■ Набор данных:
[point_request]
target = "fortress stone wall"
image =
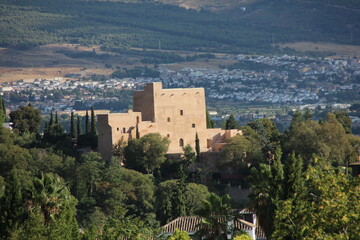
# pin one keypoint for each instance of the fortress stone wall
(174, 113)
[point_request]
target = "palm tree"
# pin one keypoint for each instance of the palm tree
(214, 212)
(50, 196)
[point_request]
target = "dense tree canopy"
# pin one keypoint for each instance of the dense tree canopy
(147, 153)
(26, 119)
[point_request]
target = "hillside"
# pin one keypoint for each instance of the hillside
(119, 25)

--

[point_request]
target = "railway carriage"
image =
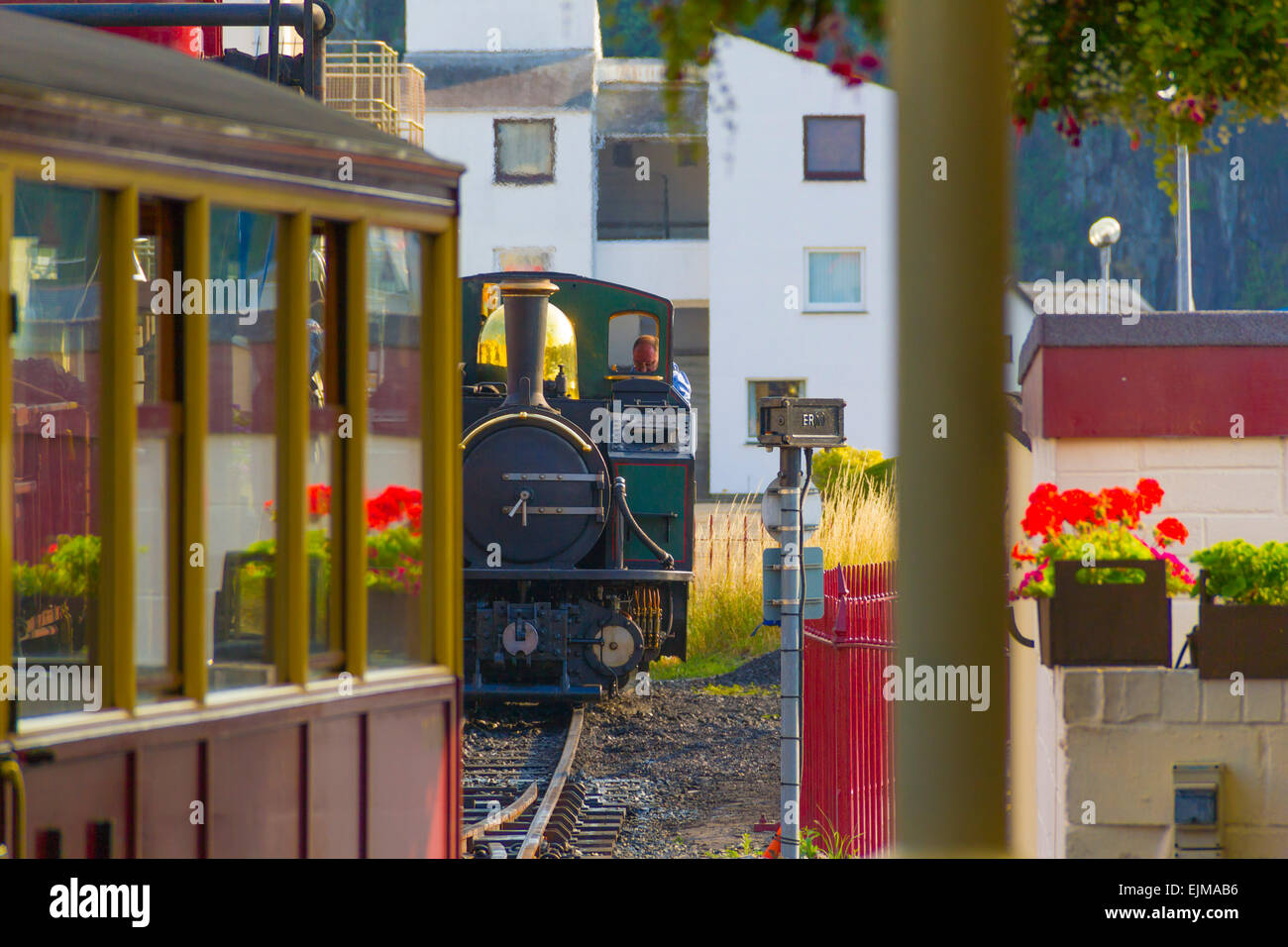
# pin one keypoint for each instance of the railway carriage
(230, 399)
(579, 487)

---

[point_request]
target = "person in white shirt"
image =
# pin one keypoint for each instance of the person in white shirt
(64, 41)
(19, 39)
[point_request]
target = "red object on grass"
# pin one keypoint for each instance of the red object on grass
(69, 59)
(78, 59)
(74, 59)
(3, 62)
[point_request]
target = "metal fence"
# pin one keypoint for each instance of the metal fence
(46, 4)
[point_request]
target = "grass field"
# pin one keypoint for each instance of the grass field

■ Цель упражнения: Выберите из приведенных выше строк все, в которых есть слово «shirt», и перепишите их. Учитывайте регистр букв.

■ Ответ на задание:
target = "person in white shirt"
# pin one keypoint for each instance of the person in white shirt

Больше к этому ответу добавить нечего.